— Exercise prompt —
Copy out everything in the comments on tabletop role-playing games from "Earl, I had" down to "literature, of course.".

Thanks for the great article, Liz. I wanted to add that my Azor Lok blog (zardok.wordpress.com) is also where I discuss the how-to and wherefore of library gaming, with a focus on RPGs, under the category "Library gaming." (Some of that material is also at www.librarygamingtoolkit.org, which Beth also had a big hand in putting together.)




June 5, 2009
In response to: Tabletop Role-Playing Games
EarlB commented:

At the risk of revealing my age, this article took me back to the summers of my youth which were spent in a local library branch, virtually every weekday, with my RPG buddies.

The forward thinking youth librarian (this was in the 1970's) recognized the need for a place for us kids to be able to stretch our imaginations. She didn't even have to implement a program and I don't think she knew the first thing about RPG's. But, by just arranging a place for us to do our thing contributed greatly to our positive development and helped to channel our energies in productive directions. All this when we could have just as easily been wandering the streets learning to be hooligans.

I very much partly attribute my professional success to the fact that those many years ago our library took the time to give us a place to develop our imaginations and fostered our interests instead of putting us "to the streets."




June 5, 2009
In response to: Tabletop Role-Playing Games
Ian McKinney commented:

Earl, I had exactly the same experience - by tolerating our presence and our occasional excitement, the library staff communicated an important set of values to us: respect, tolerance, and even acceptance of - let's face it - something pretty weird. Though it was very much connected to literature, of course.




June 6, 2009
In response to: Tabletop Role-Playing Games
Liz Danforth commented:

Cool response, Earl. I recall talking to a friend's mom, decades ago, who had five sons, one of whom was a gamer like you. She said "I always knew where Scott was, what he was doing, and who he was with. The other boys -- not so much." And yes, knowing his brothers and the trouble they got into ... Scott may have been the "nerd" but he went on to a successful, creative, productive life. The other boys -- not so much.

— Information shown —
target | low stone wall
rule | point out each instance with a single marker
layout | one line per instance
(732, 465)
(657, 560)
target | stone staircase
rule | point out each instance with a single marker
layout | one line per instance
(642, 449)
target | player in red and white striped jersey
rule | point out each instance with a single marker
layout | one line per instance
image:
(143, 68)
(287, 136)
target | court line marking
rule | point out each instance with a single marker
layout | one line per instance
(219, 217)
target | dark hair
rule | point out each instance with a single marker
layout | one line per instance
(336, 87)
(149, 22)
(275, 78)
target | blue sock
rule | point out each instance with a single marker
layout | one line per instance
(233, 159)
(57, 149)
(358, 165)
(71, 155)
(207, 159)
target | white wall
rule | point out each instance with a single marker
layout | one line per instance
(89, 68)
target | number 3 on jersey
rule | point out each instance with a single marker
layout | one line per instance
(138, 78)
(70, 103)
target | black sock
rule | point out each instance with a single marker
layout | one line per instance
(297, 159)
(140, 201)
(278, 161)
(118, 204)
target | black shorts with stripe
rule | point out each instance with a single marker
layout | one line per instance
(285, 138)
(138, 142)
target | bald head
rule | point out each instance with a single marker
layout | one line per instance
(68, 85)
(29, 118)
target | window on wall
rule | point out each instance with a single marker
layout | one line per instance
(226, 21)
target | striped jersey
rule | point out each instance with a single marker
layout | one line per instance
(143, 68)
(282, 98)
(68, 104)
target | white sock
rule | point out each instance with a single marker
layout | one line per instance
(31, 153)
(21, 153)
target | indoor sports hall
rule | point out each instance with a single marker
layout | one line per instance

— Output for this task —
Earl, I had exactly the same experience - by tolerating our presence and our occasional excitement, the library staff communicated an important set of values to us: respect, tolerance, and even acceptance of - let's face it - something pretty weird. Though it was very much connected to literature, of course.